Point localization data:
--

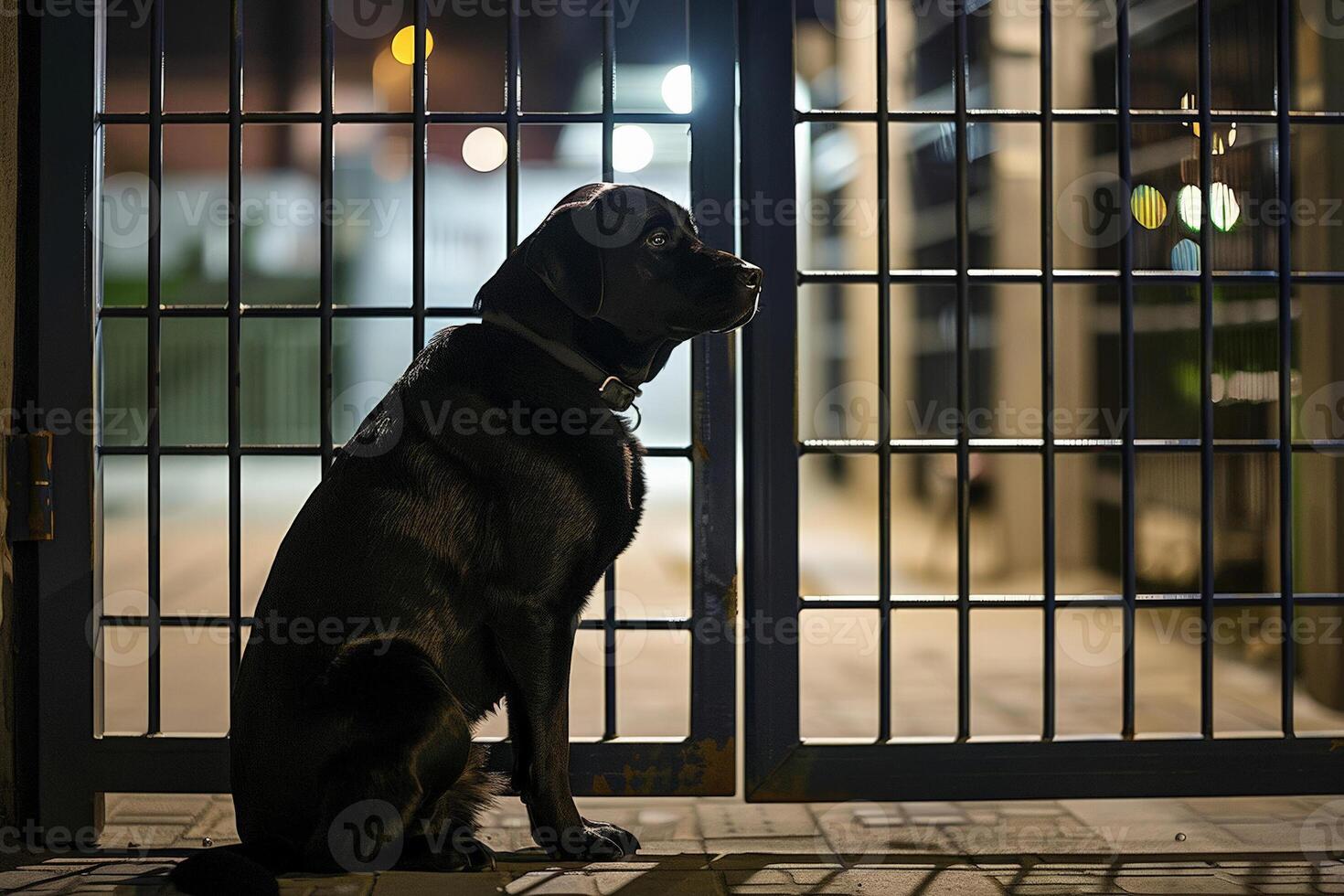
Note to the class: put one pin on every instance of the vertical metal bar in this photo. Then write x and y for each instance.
(961, 58)
(235, 254)
(1206, 368)
(609, 655)
(512, 86)
(328, 163)
(609, 175)
(1047, 363)
(711, 28)
(769, 438)
(884, 384)
(418, 180)
(1285, 364)
(608, 93)
(56, 306)
(1126, 377)
(155, 298)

--

→ **EXERCISE DESCRIPTION**: The answer is every line of the data, exactly as written, with the pictures dropped.

→ **SOLUTION TO THIS EXERCISE**:
Note to the class: put one pin on every instance of the vertical metal bar in this photo. Then write x and y for each instance.
(961, 58)
(235, 254)
(1206, 368)
(609, 655)
(512, 86)
(328, 163)
(609, 175)
(1047, 363)
(711, 28)
(769, 438)
(884, 384)
(418, 180)
(1285, 364)
(608, 93)
(56, 306)
(1126, 377)
(155, 298)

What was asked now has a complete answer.